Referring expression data

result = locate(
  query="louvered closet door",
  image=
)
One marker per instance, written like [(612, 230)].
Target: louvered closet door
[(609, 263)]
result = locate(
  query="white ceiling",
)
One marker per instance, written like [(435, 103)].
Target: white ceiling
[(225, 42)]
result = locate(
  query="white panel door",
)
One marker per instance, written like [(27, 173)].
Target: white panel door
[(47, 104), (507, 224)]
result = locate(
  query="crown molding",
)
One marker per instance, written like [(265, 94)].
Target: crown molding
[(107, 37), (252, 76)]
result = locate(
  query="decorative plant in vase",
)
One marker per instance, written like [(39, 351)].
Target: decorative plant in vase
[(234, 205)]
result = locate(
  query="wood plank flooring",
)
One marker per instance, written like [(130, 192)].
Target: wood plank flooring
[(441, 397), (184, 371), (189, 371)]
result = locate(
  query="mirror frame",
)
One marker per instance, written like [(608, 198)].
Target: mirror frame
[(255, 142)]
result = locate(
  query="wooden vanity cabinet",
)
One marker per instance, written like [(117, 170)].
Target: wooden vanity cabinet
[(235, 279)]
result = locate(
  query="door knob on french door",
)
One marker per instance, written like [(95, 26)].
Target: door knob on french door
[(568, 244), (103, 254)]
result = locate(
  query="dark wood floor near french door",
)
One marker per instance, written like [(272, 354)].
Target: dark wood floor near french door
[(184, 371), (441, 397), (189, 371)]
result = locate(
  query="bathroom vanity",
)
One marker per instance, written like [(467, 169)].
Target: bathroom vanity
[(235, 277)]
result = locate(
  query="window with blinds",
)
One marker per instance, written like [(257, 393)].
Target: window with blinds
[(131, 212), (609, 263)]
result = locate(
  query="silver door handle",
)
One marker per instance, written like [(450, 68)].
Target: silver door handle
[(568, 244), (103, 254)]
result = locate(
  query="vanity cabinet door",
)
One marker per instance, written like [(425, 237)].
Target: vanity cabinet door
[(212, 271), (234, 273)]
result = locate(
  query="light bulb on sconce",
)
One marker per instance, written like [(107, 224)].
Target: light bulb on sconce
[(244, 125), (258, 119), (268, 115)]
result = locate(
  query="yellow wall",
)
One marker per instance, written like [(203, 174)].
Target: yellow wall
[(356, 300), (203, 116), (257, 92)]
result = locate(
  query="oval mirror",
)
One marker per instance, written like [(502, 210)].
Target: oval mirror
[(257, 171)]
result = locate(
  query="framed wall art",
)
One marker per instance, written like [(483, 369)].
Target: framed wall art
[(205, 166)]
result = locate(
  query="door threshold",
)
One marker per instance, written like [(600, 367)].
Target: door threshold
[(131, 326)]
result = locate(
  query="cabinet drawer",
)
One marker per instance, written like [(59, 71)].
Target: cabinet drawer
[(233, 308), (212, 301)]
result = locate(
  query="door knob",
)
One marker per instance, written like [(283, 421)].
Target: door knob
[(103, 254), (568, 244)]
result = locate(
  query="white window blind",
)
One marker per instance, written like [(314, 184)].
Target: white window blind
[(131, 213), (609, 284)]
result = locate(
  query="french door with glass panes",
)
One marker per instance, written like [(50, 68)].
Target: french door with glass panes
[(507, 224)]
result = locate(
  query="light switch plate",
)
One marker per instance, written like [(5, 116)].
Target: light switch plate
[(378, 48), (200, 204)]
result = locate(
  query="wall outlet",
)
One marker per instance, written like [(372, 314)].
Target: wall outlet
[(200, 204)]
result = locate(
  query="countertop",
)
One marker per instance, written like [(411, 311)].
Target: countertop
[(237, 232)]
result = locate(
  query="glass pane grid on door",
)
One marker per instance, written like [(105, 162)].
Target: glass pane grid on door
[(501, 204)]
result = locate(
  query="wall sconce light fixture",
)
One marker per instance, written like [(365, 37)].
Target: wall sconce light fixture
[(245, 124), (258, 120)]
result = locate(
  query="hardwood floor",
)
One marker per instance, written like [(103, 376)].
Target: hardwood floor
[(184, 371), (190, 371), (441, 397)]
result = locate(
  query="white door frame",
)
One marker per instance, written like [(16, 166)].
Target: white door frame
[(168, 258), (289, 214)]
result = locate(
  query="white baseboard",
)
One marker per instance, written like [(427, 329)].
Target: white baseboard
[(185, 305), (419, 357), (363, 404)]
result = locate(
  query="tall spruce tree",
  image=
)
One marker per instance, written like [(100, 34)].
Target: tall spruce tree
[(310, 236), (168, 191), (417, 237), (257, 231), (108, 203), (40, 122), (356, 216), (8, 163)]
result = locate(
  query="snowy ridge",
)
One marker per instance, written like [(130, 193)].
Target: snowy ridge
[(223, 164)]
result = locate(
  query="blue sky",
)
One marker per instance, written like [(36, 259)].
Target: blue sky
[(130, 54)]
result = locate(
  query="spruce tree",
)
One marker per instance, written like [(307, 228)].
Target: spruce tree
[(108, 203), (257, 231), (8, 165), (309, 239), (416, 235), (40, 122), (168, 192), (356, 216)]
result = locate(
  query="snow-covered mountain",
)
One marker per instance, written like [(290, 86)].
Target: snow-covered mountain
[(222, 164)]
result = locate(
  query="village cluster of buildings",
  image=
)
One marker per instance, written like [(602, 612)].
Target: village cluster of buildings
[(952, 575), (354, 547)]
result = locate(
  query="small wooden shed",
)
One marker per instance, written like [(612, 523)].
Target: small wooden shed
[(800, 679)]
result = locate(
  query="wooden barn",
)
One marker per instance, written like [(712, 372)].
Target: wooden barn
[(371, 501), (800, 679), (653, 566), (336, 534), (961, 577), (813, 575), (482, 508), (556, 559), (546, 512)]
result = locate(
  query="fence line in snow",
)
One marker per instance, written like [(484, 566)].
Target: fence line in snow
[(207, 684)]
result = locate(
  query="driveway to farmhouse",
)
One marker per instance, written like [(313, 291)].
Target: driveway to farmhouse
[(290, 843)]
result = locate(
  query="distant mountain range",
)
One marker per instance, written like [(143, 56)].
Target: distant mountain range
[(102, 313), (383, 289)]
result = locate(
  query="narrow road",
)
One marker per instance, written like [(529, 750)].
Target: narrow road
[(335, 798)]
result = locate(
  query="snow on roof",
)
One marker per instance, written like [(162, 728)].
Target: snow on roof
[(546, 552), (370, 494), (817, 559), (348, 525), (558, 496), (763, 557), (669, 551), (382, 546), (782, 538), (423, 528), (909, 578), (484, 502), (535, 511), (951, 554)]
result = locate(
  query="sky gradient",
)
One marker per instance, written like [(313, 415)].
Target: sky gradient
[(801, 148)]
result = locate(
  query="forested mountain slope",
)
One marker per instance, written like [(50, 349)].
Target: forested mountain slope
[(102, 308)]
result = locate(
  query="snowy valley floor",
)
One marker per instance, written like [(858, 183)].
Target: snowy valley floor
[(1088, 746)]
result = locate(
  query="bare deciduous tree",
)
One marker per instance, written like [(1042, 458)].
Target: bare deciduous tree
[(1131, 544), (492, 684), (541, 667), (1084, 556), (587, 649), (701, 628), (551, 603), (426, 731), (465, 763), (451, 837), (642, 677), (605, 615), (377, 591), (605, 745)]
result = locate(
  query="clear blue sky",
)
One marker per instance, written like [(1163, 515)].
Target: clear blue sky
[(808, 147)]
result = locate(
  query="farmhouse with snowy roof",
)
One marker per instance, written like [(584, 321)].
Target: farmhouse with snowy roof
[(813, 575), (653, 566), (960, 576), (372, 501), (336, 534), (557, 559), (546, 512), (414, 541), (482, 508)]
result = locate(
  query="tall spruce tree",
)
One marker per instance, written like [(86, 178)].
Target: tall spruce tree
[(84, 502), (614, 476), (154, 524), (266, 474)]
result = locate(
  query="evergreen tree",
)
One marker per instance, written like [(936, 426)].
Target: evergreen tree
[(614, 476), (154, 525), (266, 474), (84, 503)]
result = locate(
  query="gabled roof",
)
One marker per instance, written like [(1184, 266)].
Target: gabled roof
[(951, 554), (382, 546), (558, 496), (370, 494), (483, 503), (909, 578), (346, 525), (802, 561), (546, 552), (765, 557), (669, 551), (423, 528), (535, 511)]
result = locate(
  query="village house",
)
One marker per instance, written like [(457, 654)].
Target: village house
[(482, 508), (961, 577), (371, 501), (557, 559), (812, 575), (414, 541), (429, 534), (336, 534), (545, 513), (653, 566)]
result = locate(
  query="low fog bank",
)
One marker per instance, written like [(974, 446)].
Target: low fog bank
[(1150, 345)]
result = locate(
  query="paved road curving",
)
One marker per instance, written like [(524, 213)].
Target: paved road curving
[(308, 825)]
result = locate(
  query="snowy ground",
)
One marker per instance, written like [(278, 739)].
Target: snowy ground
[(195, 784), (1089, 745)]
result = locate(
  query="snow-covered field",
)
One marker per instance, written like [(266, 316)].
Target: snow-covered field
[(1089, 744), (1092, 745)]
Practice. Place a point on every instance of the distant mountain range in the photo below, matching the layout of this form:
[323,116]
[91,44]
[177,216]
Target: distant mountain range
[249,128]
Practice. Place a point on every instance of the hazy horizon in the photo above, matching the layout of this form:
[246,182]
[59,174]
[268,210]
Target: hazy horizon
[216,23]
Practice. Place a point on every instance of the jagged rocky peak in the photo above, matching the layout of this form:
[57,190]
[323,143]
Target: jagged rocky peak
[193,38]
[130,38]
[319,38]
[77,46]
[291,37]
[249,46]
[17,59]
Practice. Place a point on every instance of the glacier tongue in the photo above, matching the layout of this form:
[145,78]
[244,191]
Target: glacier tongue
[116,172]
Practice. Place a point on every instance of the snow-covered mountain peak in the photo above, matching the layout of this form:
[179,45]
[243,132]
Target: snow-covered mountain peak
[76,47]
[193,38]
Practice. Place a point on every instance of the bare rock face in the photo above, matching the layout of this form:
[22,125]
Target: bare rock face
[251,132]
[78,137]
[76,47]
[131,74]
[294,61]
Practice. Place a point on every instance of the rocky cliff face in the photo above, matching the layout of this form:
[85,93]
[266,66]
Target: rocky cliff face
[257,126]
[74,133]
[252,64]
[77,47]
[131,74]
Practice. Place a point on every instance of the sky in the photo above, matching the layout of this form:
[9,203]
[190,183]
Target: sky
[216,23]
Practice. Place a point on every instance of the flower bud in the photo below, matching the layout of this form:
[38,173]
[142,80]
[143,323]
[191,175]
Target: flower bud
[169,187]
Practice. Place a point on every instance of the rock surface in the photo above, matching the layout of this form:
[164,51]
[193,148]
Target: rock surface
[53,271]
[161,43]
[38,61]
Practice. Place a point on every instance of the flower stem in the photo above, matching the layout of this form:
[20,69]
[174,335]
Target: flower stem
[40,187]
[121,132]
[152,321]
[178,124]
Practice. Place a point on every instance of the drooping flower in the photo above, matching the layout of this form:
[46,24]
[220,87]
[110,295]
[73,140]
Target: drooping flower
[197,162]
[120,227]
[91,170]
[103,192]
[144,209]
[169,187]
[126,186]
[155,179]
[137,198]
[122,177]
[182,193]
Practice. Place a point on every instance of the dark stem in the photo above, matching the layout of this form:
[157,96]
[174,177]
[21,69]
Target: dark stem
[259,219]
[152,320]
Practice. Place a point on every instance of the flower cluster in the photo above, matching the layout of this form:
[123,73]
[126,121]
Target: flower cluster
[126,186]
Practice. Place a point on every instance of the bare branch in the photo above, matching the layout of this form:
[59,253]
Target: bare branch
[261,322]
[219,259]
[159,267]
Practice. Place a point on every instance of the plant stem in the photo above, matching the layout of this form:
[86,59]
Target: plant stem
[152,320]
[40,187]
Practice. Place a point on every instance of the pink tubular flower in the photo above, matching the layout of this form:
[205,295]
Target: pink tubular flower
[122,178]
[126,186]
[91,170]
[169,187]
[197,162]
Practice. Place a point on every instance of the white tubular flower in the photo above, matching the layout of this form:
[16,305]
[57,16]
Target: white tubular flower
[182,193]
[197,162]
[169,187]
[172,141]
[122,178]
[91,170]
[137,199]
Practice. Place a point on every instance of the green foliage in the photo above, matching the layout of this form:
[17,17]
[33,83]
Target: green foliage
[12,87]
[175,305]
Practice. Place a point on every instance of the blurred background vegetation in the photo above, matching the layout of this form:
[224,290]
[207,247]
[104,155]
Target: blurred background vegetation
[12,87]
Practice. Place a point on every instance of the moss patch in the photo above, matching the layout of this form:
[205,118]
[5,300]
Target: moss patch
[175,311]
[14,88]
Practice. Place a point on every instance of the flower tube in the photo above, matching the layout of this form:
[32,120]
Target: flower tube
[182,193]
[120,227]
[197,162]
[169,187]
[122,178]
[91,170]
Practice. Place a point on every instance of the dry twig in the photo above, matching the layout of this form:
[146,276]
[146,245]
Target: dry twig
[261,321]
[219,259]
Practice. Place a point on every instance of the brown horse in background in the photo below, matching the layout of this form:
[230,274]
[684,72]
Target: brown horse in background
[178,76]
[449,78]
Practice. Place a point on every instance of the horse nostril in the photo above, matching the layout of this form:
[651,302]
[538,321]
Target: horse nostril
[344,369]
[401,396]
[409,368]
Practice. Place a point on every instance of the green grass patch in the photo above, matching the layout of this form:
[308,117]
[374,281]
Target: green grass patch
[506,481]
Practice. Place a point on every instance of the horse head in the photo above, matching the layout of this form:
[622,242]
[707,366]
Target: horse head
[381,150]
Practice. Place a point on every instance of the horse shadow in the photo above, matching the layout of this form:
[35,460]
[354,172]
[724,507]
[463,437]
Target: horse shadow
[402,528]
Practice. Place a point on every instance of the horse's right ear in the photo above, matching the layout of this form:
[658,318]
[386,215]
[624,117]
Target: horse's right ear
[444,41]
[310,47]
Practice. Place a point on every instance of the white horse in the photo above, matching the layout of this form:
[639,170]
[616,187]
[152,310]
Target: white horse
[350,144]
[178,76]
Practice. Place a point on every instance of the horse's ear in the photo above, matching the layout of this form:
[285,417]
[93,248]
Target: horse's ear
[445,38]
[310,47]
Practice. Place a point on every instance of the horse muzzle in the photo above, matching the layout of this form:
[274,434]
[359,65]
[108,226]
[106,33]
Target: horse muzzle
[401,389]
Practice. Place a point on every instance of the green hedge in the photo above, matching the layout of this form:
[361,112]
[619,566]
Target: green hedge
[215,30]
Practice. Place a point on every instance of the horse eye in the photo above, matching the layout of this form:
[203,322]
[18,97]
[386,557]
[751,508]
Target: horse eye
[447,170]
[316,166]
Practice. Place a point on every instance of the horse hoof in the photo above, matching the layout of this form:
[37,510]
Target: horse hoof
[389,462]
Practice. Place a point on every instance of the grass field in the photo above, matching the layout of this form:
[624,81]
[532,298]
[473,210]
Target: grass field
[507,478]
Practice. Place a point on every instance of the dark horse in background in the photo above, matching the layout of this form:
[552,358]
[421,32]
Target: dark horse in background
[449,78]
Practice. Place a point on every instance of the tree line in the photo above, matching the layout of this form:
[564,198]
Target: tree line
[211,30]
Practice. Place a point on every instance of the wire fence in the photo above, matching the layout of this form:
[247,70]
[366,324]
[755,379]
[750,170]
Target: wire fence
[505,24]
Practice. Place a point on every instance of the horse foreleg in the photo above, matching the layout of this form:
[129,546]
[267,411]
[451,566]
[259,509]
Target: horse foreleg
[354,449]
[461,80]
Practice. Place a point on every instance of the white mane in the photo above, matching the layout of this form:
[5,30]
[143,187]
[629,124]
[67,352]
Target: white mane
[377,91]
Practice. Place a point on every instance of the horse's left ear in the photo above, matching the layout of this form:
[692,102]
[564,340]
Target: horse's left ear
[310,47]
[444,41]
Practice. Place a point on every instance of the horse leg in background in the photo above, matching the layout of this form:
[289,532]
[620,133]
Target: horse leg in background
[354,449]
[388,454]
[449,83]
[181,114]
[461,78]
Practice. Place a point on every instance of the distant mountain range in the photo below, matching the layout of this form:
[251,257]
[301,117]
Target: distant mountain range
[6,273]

The problem: Go through the entries and copy each line holding the string "below".

Exercise response:
Practice. Place a point on every instance of the distant mountain range in the photo below, matching the layout of this form:
Practice. Place a point on every instance of the flower bud in the photo below, matching the layout of this form:
Practice. Place a point on every instance of the brown horse in background in the photo below, matching the layout of this form:
Practice. Place a point on every instance of the distant mountain range in the photo below, matching the layout of this form:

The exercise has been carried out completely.